[RECORDS PROVIDED Boundary: Start]

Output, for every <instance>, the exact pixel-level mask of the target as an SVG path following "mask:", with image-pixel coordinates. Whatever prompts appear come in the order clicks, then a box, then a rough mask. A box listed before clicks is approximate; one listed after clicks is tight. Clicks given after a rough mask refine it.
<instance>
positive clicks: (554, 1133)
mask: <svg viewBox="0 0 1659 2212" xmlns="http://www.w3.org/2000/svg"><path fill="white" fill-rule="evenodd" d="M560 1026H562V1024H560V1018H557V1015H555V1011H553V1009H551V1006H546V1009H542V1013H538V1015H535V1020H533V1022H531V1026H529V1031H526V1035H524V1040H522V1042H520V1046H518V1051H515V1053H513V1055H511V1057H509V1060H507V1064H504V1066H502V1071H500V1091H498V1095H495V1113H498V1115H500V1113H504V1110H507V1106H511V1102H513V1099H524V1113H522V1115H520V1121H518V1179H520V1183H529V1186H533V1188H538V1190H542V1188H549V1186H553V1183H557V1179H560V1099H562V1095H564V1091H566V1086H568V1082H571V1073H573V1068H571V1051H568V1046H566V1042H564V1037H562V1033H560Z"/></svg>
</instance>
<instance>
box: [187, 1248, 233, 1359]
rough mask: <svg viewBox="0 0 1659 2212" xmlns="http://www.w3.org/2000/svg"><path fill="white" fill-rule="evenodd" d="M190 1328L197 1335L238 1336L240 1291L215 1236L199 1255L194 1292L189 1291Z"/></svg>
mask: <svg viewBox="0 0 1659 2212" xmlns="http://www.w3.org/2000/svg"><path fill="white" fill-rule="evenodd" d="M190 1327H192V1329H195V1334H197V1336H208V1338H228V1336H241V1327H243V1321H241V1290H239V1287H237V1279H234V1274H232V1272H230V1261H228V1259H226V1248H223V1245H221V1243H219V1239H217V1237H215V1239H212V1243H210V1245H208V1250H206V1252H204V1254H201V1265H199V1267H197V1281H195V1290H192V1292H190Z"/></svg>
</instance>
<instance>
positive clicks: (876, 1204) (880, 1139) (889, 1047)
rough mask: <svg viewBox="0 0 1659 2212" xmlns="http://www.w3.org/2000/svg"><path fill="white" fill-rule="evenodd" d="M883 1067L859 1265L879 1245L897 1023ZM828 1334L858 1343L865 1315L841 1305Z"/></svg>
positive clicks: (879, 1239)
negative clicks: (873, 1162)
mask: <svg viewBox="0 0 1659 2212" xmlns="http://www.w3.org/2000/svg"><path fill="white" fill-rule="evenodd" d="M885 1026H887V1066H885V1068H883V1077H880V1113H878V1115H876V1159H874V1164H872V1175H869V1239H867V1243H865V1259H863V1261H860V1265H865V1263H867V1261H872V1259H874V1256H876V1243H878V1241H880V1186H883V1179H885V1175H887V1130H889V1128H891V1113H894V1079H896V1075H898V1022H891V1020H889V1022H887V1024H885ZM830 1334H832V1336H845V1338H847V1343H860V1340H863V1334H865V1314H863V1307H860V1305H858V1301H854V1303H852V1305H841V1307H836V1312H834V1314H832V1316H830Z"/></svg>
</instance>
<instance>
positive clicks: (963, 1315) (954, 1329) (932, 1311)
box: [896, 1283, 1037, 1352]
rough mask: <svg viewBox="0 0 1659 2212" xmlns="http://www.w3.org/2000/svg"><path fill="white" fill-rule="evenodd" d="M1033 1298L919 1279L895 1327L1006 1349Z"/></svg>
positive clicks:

[RECORDS PROVIDED Boundary: End]

▸ REQUIRED WORK:
The full listing must be retyped precisely, with no line left out.

▸ SOLUTION TO THIS PROBLEM:
Output, for every <instance>, the exact pixel-level mask of the target as an SVG path following "mask:", with image-pixel coordinates. Whatever prompts appear come in the order clicks, then a box, then a rough mask. A box listed before clicks is approximate; one listed after clicks is tight. Clicks given after a rough mask refine it.
<instance>
positive clicks: (554, 1133)
mask: <svg viewBox="0 0 1659 2212" xmlns="http://www.w3.org/2000/svg"><path fill="white" fill-rule="evenodd" d="M560 1026H562V1024H560V1018H557V1015H555V1011H553V1009H551V1006H546V1009H542V1013H538V1015H535V1020H533V1022H531V1026H529V1031H526V1035H524V1040H522V1042H520V1046H518V1051H515V1053H513V1055H511V1057H509V1060H507V1064H504V1066H502V1071H500V1091H498V1095H495V1113H498V1115H500V1113H504V1110H507V1106H511V1102H513V1099H524V1113H522V1115H520V1121H518V1179H520V1183H529V1186H533V1188H538V1190H542V1188H549V1186H553V1183H557V1179H560V1099H562V1095H564V1091H566V1086H568V1082H571V1073H573V1068H571V1051H568V1046H566V1042H564V1037H562V1033H560Z"/></svg>
</instance>
<instance>
box: [187, 1248, 233, 1359]
rough mask: <svg viewBox="0 0 1659 2212" xmlns="http://www.w3.org/2000/svg"><path fill="white" fill-rule="evenodd" d="M190 1328L197 1335L238 1336L240 1291L215 1236L199 1255L194 1292L189 1291Z"/></svg>
mask: <svg viewBox="0 0 1659 2212" xmlns="http://www.w3.org/2000/svg"><path fill="white" fill-rule="evenodd" d="M190 1327H192V1329H195V1334H197V1336H208V1338H228V1336H241V1327H243V1321H241V1290H239V1287H237V1279H234V1274H232V1272H230V1261H228V1259H226V1248H223V1245H221V1243H219V1239H217V1237H215V1239H212V1243H210V1245H208V1250H206V1252H204V1254H201V1265H199V1267H197V1281H195V1290H192V1292H190Z"/></svg>
</instance>
<instance>
positive clicks: (876, 1204) (880, 1139) (889, 1047)
rough mask: <svg viewBox="0 0 1659 2212" xmlns="http://www.w3.org/2000/svg"><path fill="white" fill-rule="evenodd" d="M883 1067L859 1265L879 1245L897 1023ZM828 1334L858 1343L865 1315L841 1305Z"/></svg>
positive clicks: (879, 1239)
negative clicks: (873, 1162)
mask: <svg viewBox="0 0 1659 2212" xmlns="http://www.w3.org/2000/svg"><path fill="white" fill-rule="evenodd" d="M885 1026H887V1066H885V1068H883V1077H880V1113H878V1115H876V1159H874V1164H872V1175H869V1239H867V1243H865V1259H863V1261H860V1265H865V1263H867V1261H872V1259H874V1256H876V1243H878V1241H880V1186H883V1179H885V1175H887V1130H889V1128H891V1113H894V1079H896V1075H898V1022H891V1020H889V1022H887V1024H885ZM830 1334H832V1336H845V1338H847V1343H860V1340H863V1334H865V1314H863V1307H860V1305H858V1301H854V1303H852V1305H841V1307H836V1312H834V1314H832V1316H830Z"/></svg>
</instance>
<instance>
positive clicks: (963, 1315) (954, 1329) (932, 1311)
box: [896, 1283, 1037, 1352]
rough mask: <svg viewBox="0 0 1659 2212" xmlns="http://www.w3.org/2000/svg"><path fill="white" fill-rule="evenodd" d="M1033 1298L919 1279L895 1327L1006 1349Z"/></svg>
positive clicks:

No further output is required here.